• Given task 1
Starting with the line that contains "drop a point: the green foliage canopy" and going on through the last line of the entries below, write those lines out again, with the instruction lines included and 142 added to every number in the point coordinates.

• Source extract
* * * *
The Fairness Doctrine was a policy of the FCC, introduced in 1949, that required the holders of broadcast licenses to both present controversial issues of public importance and to do so in a manner that was, in the Commission’s view, honest, equitable and balanced (i.e. air contrasting views regarding those matters).
The FCC decided to eliminate the Doctrine in 1987, and in 2011, formally removed the language that implemented it. Stations were given wide latitude as to how to provide contrasting views: It could be done through news segments, public affairs shows, or editorials. The doctrine did not require equal time for opposing views but required that contrasting viewpoints be presented. (The Fairness Doctrine should not be confused with the ‘Equal Time’ rule, which deals only with political candidates.)
The main agenda for the doctrine was to ensure that viewers were exposed to a diversity of viewpoints. In 1969, the United States Supreme Court upheld the FCC’s general right to enforce the Fairness Doctrine where channels were limited. But the courts did not rule that the FCC was obliged to do so. The courts reasoned that the scarcity of the broadcast spectrum, which limited the opportunity for access to the airwaves, created a need for the Doctrine. However, the proliferation of cable television, multiple channels within cable, public-access channels, and the Internet have eroded this argument, since there are plenty of places for ordinary individuals to make public comments on controversial issues at low or no cost at all.
The 1949 FCC ‘Commission Report’ served as the foundation for the Fairness Doctrine. It established two forms of regulation on broadcasters: to provide adequate coverage of public issues, and to ensure that coverage fairly represented opposing views. The second rule required broadcasters to provide reply time to issue-oriented citizens. Broadcasters could therefore trigger Fairness Doctrine complaints without editorializing. Before the report was issued broadcasters had to satisfy only general ‘public interest’ standards of the ‘Communications Act.’
In 1974, the FCC argued that teletext was a new technology that created soaring demand for a limited resource, and thus could be exempt from the Fairness Doctrine. The Telecommunications Research and Action Center (TRAC) and Media Access Project (MAP) argued that teletext transmissions should be regulated like any other airwave technology, hence the Fairness Doctrine was applicable (and must be enforced by the FCC). In 1986, Judges Robert Bork and Antonin Scalia of the United States Court of Appeals for the District of Columbia Circuit concluded that the Fairness Doctrine did apply to teletext but that the FCC was not required to apply it. In a 1987 case, ‘Meredith Corp. v. FCC,’ two other judges on the same court declared that Congress did not mandate the doctrine and the FCC did not have to continue to enforce it.
In ‘Red Lion Broadcasting Co. v. FCC’ (1969), the U.S. Supreme Court upheld (by a vote of 8-0) the constitutionality of the Fairness Doctrine in a case of an on-air personal attack, in response to challenges that the doctrine violated the First Amendment. The case began when journalist Fred J. Cook, after the publication of his ‘Goldwater: Extremist of the Right,’ was the topic of discussion by Billy James Hargis on his daily ‘Christian Crusade’ radio broadcast on WGCB in Red Lion, Pennsylvania. Mr. Cook sued arguing that the Fairness Doctrine entitled him to free air time to respond to the personal attacks.
* * * *
• Given task 2
Retype the passage on the Fairness Doctrine above word for word, starting with "The Fairness Doctrine was a policy" and going on through "with political candidates.)".
* * * *
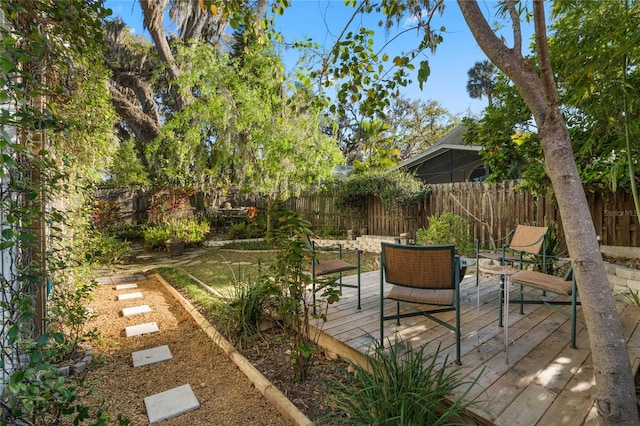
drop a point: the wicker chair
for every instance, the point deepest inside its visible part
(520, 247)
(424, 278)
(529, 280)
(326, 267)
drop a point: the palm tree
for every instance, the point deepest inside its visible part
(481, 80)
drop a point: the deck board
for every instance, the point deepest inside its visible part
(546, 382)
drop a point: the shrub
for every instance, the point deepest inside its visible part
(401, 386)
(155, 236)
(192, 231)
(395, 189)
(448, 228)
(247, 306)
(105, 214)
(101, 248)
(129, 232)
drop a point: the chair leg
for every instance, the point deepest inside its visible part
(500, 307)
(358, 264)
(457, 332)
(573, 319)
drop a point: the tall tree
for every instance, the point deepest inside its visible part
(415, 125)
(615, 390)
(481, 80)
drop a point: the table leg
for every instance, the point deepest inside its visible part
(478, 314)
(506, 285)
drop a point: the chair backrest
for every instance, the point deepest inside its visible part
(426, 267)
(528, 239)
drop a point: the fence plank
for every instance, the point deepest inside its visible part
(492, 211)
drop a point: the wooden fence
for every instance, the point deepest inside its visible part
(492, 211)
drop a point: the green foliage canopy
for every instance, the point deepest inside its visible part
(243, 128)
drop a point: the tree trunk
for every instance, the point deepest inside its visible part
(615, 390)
* * * *
• Final result 1
drop a point: the green foliage canopy
for every instance, the point deepest inside its visible part
(385, 270)
drop a point: the tree trunk
for every instance, the point deepest inside its visible part
(757, 532)

• Final result 2
The Fairness Doctrine was a policy of the FCC, introduced in 1949, that required the holders of broadcast licenses to both present controversial issues of public importance and to do so in a manner that was, in the Commission’s view, honest, equitable and balanced (i.e. air contrasting views regarding those matters).
The FCC decided to eliminate the Doctrine in 1987, and in 2011, formally removed the language that implemented it. Stations were given wide latitude as to how to provide contrasting views: It could be done through news segments, public affairs shows, or editorials. The doctrine did not require equal time for opposing views but required that contrasting viewpoints be presented. (The Fairness Doctrine should not be confused with the ‘Equal Time’ rule, which deals only with political candidates.)